> WHAT TO PRODUCE
Offset the coordinates in the answers by adding 69 to every number, and give those lines again with the requests included, leaving the requests and their sample formats unchanged. Begin at the line that has "Mark every instance of the wooden chair" and stop after the line that has "<point>420,62</point>".

[Dataset records about object locations]

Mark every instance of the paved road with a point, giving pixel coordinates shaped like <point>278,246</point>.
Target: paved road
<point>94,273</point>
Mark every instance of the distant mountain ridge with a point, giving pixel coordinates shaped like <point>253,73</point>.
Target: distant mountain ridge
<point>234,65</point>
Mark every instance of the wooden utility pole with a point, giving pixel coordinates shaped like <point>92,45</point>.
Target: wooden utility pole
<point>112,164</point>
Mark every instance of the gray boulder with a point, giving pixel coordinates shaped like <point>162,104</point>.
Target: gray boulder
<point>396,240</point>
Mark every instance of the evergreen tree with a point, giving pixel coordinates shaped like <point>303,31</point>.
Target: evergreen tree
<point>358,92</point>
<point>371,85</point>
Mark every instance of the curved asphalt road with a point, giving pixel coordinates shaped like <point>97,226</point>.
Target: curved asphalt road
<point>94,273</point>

...

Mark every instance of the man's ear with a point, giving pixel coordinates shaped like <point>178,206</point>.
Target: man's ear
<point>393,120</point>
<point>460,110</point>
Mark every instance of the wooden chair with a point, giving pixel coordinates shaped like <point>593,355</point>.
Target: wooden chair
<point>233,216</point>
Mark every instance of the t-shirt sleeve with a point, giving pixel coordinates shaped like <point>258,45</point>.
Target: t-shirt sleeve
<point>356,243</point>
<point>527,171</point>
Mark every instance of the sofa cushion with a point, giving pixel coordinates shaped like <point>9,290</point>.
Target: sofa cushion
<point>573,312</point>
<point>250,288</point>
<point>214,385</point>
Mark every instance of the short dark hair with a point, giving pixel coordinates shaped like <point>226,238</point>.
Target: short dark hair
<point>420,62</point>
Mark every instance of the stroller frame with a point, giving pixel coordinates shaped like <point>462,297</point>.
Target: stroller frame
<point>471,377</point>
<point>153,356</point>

* * *

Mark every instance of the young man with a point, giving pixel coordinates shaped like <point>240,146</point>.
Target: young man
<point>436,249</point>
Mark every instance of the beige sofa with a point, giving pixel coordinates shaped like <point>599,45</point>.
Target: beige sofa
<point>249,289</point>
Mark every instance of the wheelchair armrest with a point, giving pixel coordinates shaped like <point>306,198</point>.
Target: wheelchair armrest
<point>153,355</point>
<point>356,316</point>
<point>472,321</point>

> FINISHED TASK
Mark every instance of the wooden chair with a point, giving pixel coordinates shaped like <point>593,355</point>.
Target: wooden chair
<point>302,285</point>
Mark every instance of the t-shirt sleeve with a point, giving pixel coordinates shaped like <point>258,45</point>.
Target: t-shirt sleeve
<point>425,312</point>
<point>596,240</point>
Mark every instance of the sofa cushion with a point, giving pixel coordinates shaped like <point>9,290</point>.
Target: sofa cushion
<point>642,381</point>
<point>319,357</point>
<point>283,454</point>
Mark every instance of the short dark hair with a point, giving pixel coordinates shaped like <point>226,238</point>.
Target: short dark hair
<point>489,131</point>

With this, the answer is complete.